SET EXERCISE:
Everything from the line containing "Locate every instance of the moss" through the final line of the records must be transcribed verbatim; nothing else belongs in the result.

------ SUPPLIED DATA ------

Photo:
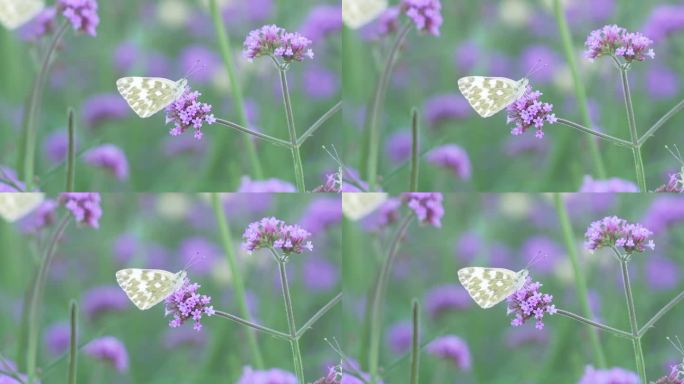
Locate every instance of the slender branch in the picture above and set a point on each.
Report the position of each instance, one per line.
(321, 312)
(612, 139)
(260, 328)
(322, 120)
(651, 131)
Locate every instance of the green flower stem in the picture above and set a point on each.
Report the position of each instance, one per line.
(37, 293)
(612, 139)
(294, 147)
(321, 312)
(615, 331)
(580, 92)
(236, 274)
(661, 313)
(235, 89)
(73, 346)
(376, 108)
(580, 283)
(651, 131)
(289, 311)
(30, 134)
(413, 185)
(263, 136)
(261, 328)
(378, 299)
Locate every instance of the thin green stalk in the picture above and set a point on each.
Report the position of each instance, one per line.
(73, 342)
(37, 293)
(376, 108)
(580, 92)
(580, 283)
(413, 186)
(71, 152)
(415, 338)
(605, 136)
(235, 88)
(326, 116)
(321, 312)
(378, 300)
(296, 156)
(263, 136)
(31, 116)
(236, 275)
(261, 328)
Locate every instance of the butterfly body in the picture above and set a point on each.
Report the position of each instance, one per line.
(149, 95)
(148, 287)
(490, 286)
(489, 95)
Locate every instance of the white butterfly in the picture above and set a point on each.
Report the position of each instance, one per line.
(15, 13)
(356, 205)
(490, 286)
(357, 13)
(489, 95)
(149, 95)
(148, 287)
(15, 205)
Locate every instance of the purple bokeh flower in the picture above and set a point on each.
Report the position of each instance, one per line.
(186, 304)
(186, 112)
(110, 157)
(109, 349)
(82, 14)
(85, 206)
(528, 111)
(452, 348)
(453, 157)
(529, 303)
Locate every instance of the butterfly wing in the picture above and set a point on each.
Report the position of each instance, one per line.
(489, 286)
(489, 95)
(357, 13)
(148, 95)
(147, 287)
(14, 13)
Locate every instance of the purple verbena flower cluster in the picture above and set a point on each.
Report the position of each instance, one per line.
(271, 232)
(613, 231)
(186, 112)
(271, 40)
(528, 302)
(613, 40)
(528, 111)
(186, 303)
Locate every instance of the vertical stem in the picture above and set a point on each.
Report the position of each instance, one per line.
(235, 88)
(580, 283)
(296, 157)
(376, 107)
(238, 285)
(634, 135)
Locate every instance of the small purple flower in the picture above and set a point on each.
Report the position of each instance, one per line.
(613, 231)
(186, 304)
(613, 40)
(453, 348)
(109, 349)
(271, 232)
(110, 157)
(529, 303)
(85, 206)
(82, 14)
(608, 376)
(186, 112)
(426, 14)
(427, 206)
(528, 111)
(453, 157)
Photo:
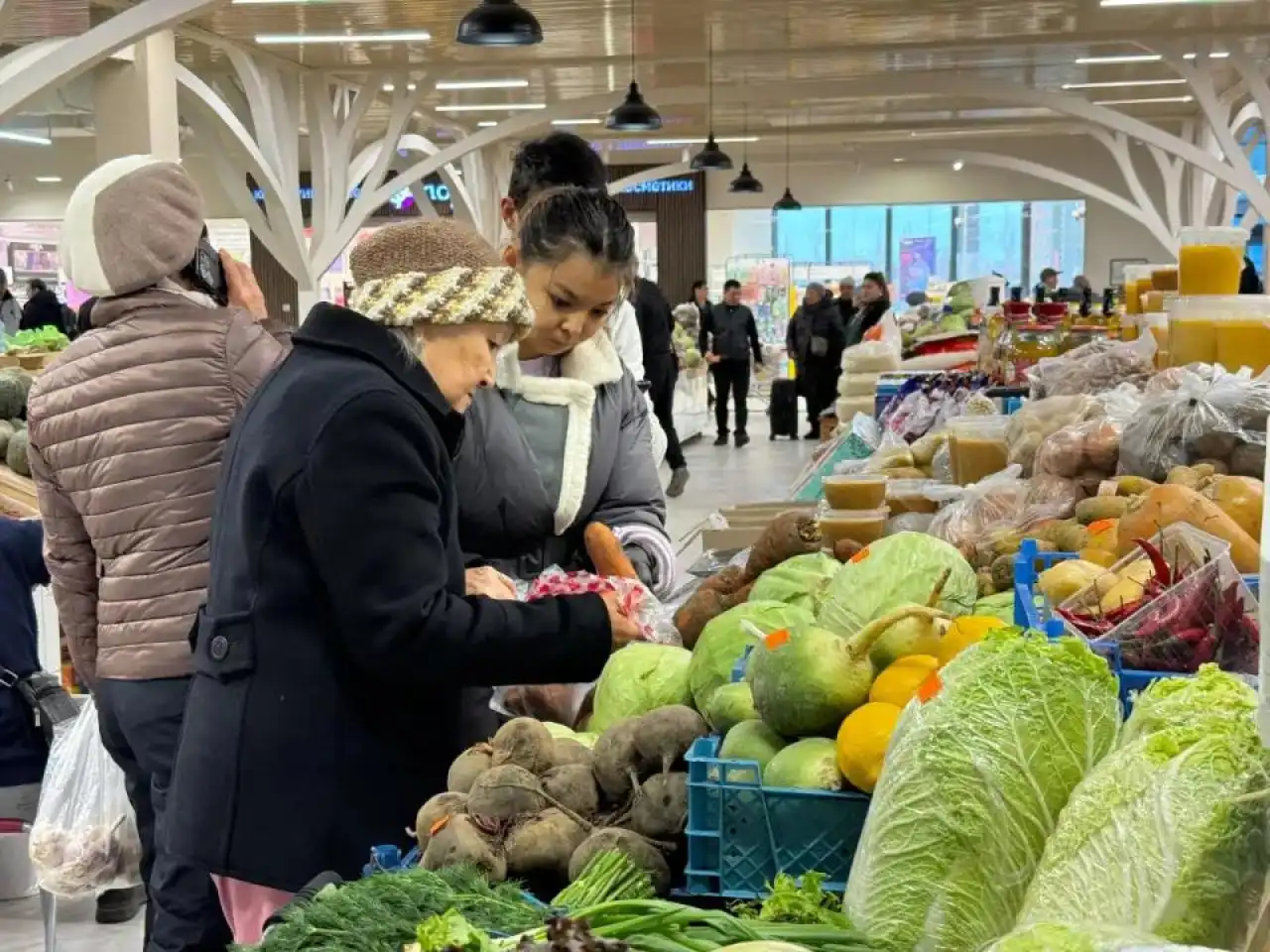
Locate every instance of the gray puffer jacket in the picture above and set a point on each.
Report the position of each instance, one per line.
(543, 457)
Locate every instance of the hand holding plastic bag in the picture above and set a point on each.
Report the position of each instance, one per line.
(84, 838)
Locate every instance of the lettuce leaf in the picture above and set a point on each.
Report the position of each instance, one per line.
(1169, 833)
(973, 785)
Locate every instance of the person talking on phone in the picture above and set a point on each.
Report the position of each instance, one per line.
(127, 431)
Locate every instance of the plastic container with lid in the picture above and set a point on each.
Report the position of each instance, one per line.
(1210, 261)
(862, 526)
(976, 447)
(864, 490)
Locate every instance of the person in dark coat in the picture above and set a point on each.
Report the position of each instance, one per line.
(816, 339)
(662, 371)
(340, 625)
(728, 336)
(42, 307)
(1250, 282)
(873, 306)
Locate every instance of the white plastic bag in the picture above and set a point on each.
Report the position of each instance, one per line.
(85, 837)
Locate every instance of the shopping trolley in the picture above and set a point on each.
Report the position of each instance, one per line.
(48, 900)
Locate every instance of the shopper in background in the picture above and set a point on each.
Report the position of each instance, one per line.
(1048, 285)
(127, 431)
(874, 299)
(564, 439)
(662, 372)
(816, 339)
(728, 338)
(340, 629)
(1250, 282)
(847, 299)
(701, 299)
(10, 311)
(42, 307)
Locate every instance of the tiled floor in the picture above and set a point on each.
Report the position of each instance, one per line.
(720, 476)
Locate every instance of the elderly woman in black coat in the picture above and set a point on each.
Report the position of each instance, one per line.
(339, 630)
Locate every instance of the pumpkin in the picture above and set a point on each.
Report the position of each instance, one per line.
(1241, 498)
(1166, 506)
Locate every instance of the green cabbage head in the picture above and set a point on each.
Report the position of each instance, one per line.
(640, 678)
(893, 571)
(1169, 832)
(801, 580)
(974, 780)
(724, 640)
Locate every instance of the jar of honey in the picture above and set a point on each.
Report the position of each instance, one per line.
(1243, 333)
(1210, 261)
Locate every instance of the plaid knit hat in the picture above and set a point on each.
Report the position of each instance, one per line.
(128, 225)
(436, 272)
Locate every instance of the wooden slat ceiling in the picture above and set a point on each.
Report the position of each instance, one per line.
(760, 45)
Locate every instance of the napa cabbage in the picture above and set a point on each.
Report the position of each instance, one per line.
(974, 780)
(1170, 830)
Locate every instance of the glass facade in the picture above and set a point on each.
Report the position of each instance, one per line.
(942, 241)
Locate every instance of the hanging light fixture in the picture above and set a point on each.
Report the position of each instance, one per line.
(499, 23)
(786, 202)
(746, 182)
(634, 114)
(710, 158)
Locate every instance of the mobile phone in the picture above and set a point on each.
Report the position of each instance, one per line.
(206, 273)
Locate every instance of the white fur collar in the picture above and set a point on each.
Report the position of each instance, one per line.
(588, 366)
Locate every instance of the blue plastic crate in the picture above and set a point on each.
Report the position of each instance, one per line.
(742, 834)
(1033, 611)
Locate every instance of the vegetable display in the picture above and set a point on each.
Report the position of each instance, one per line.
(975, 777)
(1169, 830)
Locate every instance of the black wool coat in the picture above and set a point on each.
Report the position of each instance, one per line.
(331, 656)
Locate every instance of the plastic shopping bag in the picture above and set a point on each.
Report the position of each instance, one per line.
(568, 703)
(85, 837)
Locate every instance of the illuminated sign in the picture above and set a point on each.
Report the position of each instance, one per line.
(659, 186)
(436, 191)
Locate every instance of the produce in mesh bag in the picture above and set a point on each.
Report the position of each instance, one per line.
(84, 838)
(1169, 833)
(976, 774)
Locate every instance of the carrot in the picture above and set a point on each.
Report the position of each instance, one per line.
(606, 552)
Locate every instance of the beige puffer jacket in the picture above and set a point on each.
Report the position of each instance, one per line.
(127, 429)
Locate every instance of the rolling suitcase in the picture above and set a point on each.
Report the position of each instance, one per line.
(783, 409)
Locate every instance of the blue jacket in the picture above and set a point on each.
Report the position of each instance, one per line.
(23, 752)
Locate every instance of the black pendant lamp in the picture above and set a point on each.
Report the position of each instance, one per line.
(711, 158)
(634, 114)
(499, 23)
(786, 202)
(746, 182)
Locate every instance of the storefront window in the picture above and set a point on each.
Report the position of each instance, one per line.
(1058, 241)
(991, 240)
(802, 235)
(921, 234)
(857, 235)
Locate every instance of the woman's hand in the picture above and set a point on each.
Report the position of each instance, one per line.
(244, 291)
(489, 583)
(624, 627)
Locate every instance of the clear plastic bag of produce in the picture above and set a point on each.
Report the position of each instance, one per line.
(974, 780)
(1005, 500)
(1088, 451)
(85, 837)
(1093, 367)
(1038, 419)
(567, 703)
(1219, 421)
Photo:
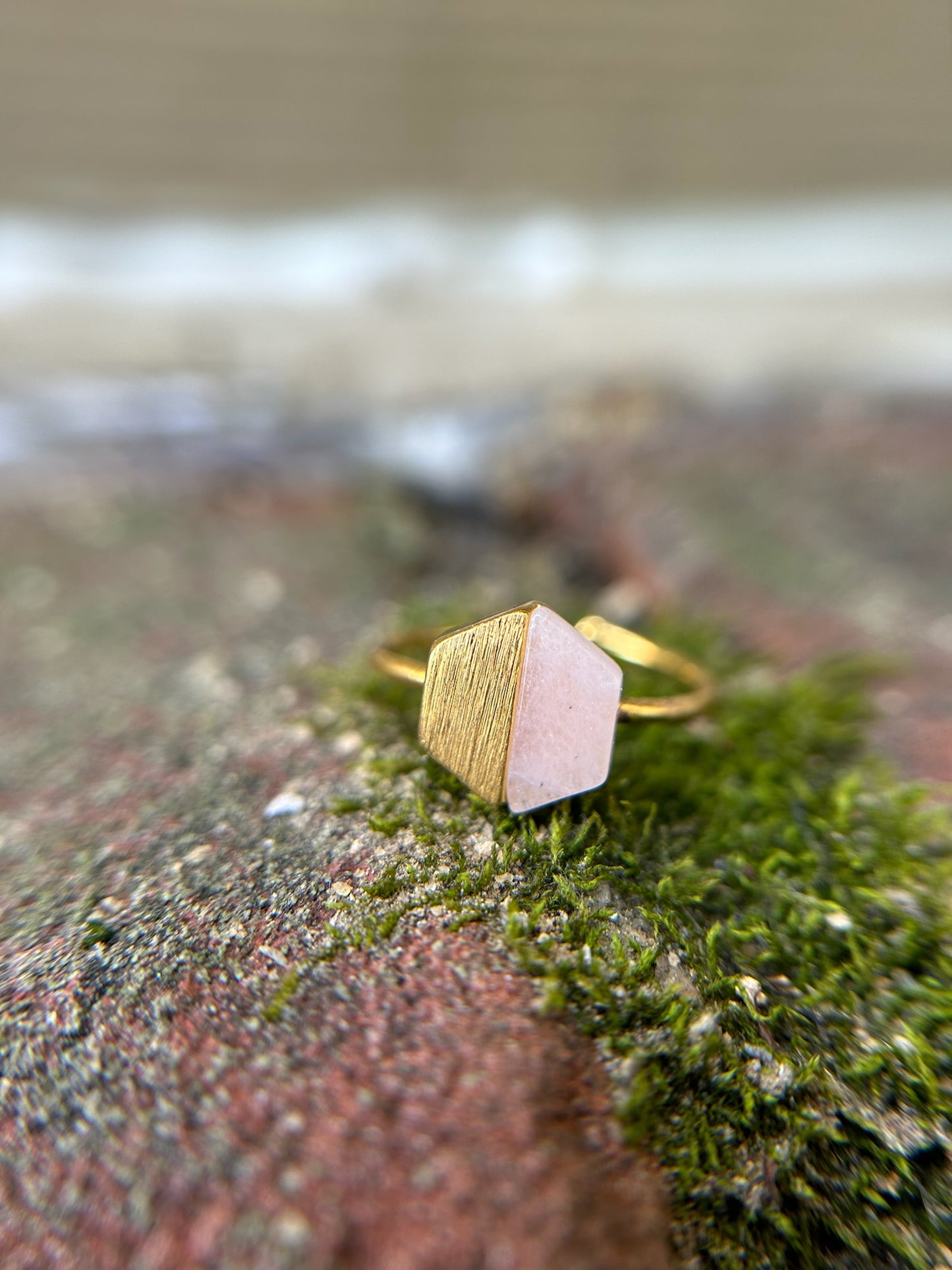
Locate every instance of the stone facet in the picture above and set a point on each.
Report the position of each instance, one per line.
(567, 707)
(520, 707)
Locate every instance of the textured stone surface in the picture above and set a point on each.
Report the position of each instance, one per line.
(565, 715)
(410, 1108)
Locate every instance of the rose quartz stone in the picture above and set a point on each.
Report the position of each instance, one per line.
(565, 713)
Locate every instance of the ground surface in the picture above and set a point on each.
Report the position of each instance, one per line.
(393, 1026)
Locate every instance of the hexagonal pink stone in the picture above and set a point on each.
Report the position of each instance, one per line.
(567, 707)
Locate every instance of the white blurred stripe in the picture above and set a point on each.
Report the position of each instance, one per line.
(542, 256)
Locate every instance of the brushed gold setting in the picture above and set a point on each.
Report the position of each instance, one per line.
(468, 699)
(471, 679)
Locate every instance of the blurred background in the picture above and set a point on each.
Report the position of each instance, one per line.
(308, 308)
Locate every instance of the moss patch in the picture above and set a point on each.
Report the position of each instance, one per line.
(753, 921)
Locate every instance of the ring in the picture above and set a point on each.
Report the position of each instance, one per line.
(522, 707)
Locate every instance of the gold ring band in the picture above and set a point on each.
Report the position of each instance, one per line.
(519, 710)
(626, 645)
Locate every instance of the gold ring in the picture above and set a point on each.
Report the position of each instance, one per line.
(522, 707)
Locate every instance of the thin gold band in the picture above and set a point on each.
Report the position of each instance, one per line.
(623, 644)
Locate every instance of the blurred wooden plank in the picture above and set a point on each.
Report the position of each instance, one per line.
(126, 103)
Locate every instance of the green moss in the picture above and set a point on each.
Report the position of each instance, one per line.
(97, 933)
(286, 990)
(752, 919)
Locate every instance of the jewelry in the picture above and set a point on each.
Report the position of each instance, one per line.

------

SOLVED PROBLEM:
Locate every instance of the moss patch in the picture above and set a point on each.
Report the position of each instance, one per line.
(753, 921)
Locate every instance of the ring in the picture above and set a point on each.
Report the position of each instance, one per line.
(522, 707)
Locate every instance of the gold ring band in the picture above and set a point on each.
Report the position of each instance, one per line.
(519, 710)
(626, 645)
Locate every instance of the gold ring in the picture above and set a point on each.
Report the position of each instance, one per line.
(522, 707)
Locate every instance of the thin gold band in the picture above and set a point on each.
Report the position of each instance, one per line.
(623, 644)
Locate every instance of the blurred wooden plank in the picture above and set a point on each.
Report the position of each instance, one per line.
(126, 103)
Locate every instance of the green moss in the picture above and set a point on each.
Report the position of each instance, one per line.
(97, 933)
(286, 990)
(752, 919)
Locate every instance of the jewelry in the picture above and set a point on each.
Report the position of each instance, one per line.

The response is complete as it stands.